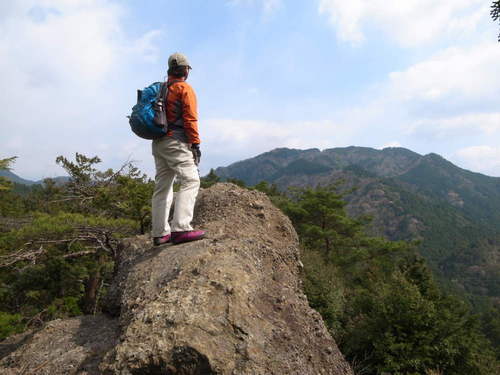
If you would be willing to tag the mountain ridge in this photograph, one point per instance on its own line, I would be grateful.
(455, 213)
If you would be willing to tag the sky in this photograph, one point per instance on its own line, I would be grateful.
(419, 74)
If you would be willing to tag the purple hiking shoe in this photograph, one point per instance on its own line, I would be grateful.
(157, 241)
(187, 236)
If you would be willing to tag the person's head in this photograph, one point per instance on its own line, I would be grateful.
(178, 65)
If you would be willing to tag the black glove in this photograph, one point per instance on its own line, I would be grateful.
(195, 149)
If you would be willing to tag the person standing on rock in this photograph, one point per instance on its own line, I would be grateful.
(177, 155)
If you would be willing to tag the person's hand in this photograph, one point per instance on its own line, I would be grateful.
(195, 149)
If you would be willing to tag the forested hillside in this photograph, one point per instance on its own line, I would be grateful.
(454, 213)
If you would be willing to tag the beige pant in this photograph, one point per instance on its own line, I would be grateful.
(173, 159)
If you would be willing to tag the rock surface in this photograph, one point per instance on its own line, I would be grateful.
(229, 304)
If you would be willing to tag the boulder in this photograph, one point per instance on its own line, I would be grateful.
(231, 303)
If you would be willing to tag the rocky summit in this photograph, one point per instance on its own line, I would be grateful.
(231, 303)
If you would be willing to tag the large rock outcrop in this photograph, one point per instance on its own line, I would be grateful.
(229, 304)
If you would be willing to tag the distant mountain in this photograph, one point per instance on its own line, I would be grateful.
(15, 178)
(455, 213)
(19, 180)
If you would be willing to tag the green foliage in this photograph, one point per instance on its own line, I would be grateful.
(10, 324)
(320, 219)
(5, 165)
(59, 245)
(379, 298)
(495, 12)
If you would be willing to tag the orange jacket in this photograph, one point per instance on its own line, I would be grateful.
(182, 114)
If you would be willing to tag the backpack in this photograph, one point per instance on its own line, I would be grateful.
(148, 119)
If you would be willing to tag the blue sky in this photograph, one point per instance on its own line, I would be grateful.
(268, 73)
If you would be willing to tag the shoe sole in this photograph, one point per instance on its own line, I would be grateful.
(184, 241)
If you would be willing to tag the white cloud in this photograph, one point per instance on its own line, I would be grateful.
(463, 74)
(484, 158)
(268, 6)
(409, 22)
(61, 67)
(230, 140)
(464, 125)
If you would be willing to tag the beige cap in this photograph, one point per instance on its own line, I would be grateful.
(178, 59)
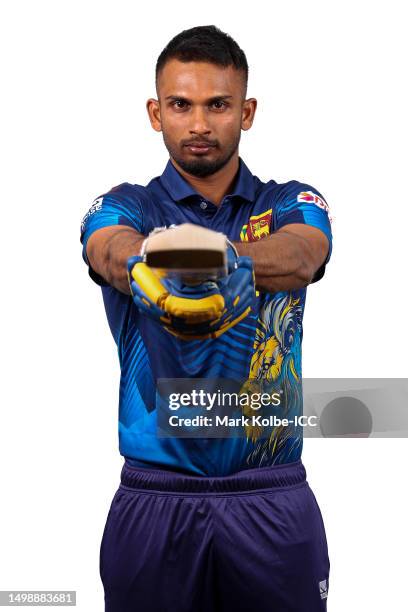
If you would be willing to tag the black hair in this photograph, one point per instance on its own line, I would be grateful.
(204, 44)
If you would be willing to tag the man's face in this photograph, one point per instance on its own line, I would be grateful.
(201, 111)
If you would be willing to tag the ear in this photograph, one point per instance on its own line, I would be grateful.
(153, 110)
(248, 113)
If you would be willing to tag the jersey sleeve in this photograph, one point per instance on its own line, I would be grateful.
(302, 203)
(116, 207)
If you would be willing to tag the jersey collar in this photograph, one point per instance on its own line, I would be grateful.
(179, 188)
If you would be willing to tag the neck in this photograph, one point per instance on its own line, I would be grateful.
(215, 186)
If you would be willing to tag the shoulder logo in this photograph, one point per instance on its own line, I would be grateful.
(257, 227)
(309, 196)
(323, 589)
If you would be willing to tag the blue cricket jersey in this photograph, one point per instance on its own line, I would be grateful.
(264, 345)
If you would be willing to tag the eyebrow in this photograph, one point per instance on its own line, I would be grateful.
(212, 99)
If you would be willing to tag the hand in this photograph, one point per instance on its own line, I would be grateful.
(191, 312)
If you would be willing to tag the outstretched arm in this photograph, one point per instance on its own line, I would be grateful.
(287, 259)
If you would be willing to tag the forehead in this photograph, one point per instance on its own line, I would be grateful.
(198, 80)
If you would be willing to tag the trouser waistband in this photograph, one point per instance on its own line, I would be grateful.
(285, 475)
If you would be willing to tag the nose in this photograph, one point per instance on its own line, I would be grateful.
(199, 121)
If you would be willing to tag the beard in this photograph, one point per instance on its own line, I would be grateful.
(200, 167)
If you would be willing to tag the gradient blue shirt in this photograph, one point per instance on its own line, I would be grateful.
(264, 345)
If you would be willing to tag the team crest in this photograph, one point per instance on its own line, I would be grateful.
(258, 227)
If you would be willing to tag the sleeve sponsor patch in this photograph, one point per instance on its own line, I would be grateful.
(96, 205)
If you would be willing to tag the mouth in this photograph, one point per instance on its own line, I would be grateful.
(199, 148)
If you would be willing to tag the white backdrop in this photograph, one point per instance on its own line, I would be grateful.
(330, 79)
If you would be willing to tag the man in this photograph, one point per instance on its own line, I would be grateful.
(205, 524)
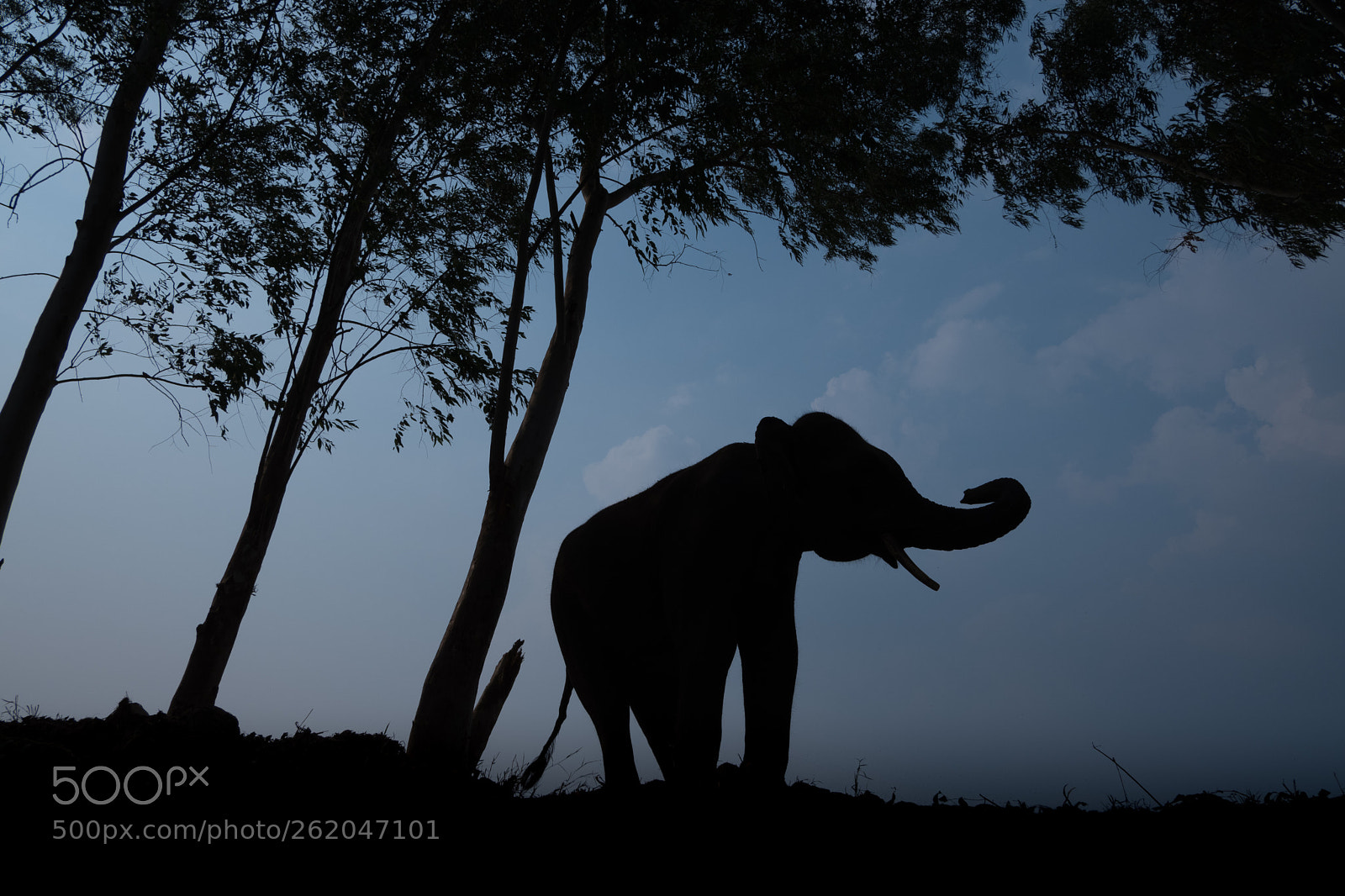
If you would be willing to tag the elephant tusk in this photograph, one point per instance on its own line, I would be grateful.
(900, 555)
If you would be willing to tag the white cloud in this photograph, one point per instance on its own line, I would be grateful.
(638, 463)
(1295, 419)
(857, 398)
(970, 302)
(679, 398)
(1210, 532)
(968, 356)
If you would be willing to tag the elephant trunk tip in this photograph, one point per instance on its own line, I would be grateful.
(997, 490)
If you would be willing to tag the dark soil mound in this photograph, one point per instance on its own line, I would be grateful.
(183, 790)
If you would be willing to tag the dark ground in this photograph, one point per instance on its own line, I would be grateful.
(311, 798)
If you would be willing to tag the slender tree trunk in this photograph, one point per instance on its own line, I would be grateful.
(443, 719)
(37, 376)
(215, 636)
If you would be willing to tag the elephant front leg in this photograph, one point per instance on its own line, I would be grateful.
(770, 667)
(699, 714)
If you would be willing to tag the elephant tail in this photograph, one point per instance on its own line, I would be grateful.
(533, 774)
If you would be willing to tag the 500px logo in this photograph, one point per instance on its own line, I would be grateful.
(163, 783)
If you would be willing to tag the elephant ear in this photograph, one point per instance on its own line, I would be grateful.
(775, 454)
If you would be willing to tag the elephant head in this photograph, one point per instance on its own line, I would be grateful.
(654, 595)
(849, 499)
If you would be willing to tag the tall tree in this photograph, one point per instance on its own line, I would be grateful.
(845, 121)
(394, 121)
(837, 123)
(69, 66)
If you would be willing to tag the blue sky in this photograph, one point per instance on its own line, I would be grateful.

--

Objective –
Which lines run from the one containing "If you would be willing to tag the elephant front" to the end of the entries above? Quote exactly those, and only those.

Reply –
If you would be willing to tag the elephant front leg in this photograph, one point per instance on its own line, I would be grateful.
(770, 667)
(699, 714)
If you would be willing to tag the elephant tail in this photograph, one point per instance on its own line, I would be grateful.
(533, 774)
If you would be willing to tag the 500px logo in this photograph, one point per instance on its own line, I would be grateful.
(163, 783)
If you would be willing to tag the elephant ear in this photograph, one point per instance on its own line, I would be grateful.
(775, 454)
If you would be willing to tag the elephant head in this photograph, one point per instance on its own line, I would be grateful.
(654, 595)
(849, 499)
If you would be willing to tag the tall tree in this photograph, one point per instance on its own line, I would be grateful.
(845, 121)
(394, 121)
(837, 123)
(69, 66)
If you would be willing to tag the blue sky in this photograph, one point per instance on its own line, I would be grateful.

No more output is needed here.